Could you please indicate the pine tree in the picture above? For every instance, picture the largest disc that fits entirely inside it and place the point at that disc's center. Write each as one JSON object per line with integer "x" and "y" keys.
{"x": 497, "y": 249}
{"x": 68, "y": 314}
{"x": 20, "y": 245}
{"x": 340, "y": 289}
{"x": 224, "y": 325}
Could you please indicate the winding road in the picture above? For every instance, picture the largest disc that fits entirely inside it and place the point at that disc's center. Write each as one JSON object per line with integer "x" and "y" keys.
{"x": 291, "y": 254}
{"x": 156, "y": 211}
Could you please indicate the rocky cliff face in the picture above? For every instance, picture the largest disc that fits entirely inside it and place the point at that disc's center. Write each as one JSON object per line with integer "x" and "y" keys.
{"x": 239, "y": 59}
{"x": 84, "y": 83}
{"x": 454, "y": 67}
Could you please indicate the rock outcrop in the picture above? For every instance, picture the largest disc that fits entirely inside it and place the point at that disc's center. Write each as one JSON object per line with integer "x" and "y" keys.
------------------------
Look above for the line that holds "Could you please indicate the winding", then copy it and each line after it exactly, through the last line of the data.

• [Written reply]
Could you please indicate the winding road in the picture above? For every instance, picture the largest disc that fits entirely inside it and place the point at that disc's center. Write each as one JSON object per line with integer "x" and "y" keys.
{"x": 291, "y": 254}
{"x": 156, "y": 211}
Could you please indicate the rocky cliff face in the picture above? For every instance, picture the largest disc that fits entirely inside it and place the point at that disc's center. Write each as one JSON object per line with integer "x" and "y" keys.
{"x": 239, "y": 59}
{"x": 84, "y": 83}
{"x": 454, "y": 67}
Could you please indicate the rock outcrop in the picture above? For every instance, picture the largest disc that fits entirely inside it and place the point at that disc's center. Write each as one JSON object per line with integer "x" and "y" keys.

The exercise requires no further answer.